## Kutipan Teks
Sabtu, 13 Januari 2018

Perdagangan Daring di Era Kapitalisme Informasional

Perdagangan Daring di Era Kapitalisme Informasional
Rahma Sugihartati  ;  Dosen Ilmu Informasi dan Perpustakaan FISIP Unair
                                                      KOMPAS, 12 Januari 2018



                                                           
Perkembangan perdagangan daring (”e-commerce”) yang kian pesat pada 2018 adalah peluang sekaligus ancaman bagi perekonomian nasional.
Meski kehadiran perdagangan daring memudahkan konsumen untuk mendapatkan barang yang mereka inginkan, di saat yang sama perdagangan daring juga membuat pangsa pasar domestik rawan diserbu produk-produk global.

Di Hari Belanja Online Nasional (Harbolnas) beberapa waktu lalu, misalnya, dilaporkan jumlah konsumen yang berkunjung melonjak 10 kali lipat dibandingkan tahun sebelumnya. Nilai transaksi pada 2017 diperkirakan tembus Rp 4,7 triliun. Cuma yang menjadi  masalah adalah berapa persen produk-produk yang dibeli konsumen melalui sistem daring (online) merupakan
produk nasional atau produk lokal?

Pemerintah sebetulnya telah menyadari kemajuan teknologi informasi dan perkembangan internet bukan hanya menyebabkan perubahan dalam relasi sosial masyarakat, juga pola konsumsi dan aktivitas belanja. Kemajuan teknologi digital di satu sisi menawarkan keuntungan bagi pihak-pihak yang mampu memanfaatkan kesempatan yang ada, di sisi lain bukan tak mungkin berakibat negatif ketika banyak pelaku bisnis nasional masih gagap memanfaatkan berbagai kelebihan teknologi digital.

Perkiraan dampak

Di tengah makin meningkatnya tren belanja daring, salah satu kelebihan yang dinikmati konsumen adalah efisiensi dan terputusnya mata rantai perjalanan produk yang selama ini membuat harga barang lebih mahal. Meski demikian, di balik kelebihan ini, perkembangan daring yang pesat ternyata juga berisiko menimbulkan dampak yang kontra-produktif.

## Data Latihan
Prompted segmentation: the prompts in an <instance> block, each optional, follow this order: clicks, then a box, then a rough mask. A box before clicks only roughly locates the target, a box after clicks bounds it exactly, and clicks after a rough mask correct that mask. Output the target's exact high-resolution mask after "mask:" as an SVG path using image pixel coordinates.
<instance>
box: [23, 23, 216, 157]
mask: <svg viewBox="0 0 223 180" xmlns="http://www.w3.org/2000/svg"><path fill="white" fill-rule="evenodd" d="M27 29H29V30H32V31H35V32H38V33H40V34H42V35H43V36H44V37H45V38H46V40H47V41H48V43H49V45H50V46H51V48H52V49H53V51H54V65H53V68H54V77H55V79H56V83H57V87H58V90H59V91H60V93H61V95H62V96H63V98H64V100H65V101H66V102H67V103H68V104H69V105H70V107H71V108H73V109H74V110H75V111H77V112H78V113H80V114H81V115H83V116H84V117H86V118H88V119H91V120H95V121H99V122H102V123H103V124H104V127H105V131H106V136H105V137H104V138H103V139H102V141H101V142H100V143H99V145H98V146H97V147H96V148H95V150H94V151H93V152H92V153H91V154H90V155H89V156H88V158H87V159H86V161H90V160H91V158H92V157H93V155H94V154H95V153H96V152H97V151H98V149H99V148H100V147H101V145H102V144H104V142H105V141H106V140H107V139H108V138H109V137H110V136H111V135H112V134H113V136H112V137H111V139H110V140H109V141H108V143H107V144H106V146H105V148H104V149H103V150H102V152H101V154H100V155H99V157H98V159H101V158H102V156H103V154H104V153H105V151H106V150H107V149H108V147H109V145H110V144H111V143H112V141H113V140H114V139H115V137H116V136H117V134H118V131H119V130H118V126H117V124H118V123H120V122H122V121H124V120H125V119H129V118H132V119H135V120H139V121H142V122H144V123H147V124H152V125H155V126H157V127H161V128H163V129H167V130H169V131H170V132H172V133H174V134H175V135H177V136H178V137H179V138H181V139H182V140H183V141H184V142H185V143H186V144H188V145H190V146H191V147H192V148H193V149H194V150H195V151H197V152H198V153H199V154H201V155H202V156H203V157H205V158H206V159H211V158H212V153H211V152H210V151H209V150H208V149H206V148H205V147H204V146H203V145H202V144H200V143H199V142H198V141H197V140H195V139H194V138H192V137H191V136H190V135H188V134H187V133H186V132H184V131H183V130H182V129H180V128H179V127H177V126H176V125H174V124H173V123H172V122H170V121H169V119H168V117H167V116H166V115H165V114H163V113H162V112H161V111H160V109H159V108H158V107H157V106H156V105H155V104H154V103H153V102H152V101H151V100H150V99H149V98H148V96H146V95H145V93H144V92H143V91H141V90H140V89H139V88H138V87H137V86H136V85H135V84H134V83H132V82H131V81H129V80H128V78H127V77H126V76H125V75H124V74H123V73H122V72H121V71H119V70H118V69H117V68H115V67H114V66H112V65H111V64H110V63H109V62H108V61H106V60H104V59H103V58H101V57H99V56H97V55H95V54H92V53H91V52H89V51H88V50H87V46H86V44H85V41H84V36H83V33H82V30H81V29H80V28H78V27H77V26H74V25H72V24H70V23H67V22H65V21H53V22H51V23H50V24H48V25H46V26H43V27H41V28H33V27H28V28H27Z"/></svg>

## Rangkaian Tugas
1/ Menurut kutipan tentang perdagangan daring, hal apa saja yang berubah akibat kemajuan teknologi informasi dan perkembangan internet? Sebutkan semuanya.
2/ Teruskan kutipan tentang perdagangan daring tepat setelah kalimat terakhirnya.

## Kunci Jawaban
1/
- Relasi sosial masyarakat
- Pola konsumsi
- Aktivitas belanja

2/
Pertama, di balik makin meningkatnya ekonomi daring, ternyata diikuti makin lesunya sektor  ritel. Akibat pergeseran pola belanja konsumen ke sistem daring, sejumlah usaha ritel, seperti 7-Eleven,  Lotus, Debenhams, Hero, Ramayana, dan Matahari Department Store, dilaporkan sebagian mulai tutup dan melakukan efisiensi habis-habisan. Sejumlah pusat perbelanjaan modern yang biasanya ramai, seperti Glodok dan WTC Mangga Dua, juga mulai susut, kehilangan sebagian pembelinya. Entah karena penurunan daya beli masyarakat atau karena pergeseran pola belanja ke sistem daring.

Kedua, dampak peningkatan sistem belanja daring terhadap bidang ketenagakerjaan. Pertumbuhan perdagangan daring yang pesat, diakui atau tidak, telah mendorong perkembangan produk berbasis pada pengetahuan daripada manufaktur. Sebagian besar pekerja di Tanah Air yang berlatar belakang pendidikan rendah tentu tidak semua dapat terserap dalam sektor industri yang berbasis pengetahuan. Ekonomi kreatif yang membutuhkan sumber daya manusia berkualitas tentu memiliki prasyarat tenaga kerja yang berbeda daripada industri pabrikan yang lebih banyak menuntut kekuatan otot dan keterampilan teknis.

Ketiga, terjadinya pergeseran pola konsumsi masyarakat yang cenderung makin konsumtif dan tidak terkontrol. Ketika belanja daring berkembang dan menawarkan cara berbelanja yang berbeda, bukan tidak mungkin di kalangan konsumen muncul konstruksi yang berbeda tentang pola berbelanja. Ditengarai, belanja kini makin jadi bagian dari gaya hidup yang tumbuh pesat karena didukung penyebarluasan kepemilikan kartu kredit, kartu ATM, dan gawai (gadget). Hanya dengan bermodal gawai seharga Rp 1 juta, dan kepemilikan kartu kredit yang makin mudah, kini banyak warga makin mudah berbelanja. Di Indonesia, paling tidak 36 persen masyarakat sudah bankable. Tak sedikit konsumen yang memutuskan membeli sesuatu bukan karena kebutuhan, melainkan lebih didorong oleh keinginan sehingga yang muncul di masyarakat adalah masyarakat yang makin konsumtif.

Keempat, meski menjanjikan keterbukaan dan kebebasan, kehadiran sistem ekonomi digital harus diakui juga berpeluang melahirkan kesenjangan antar-pelaku usaha.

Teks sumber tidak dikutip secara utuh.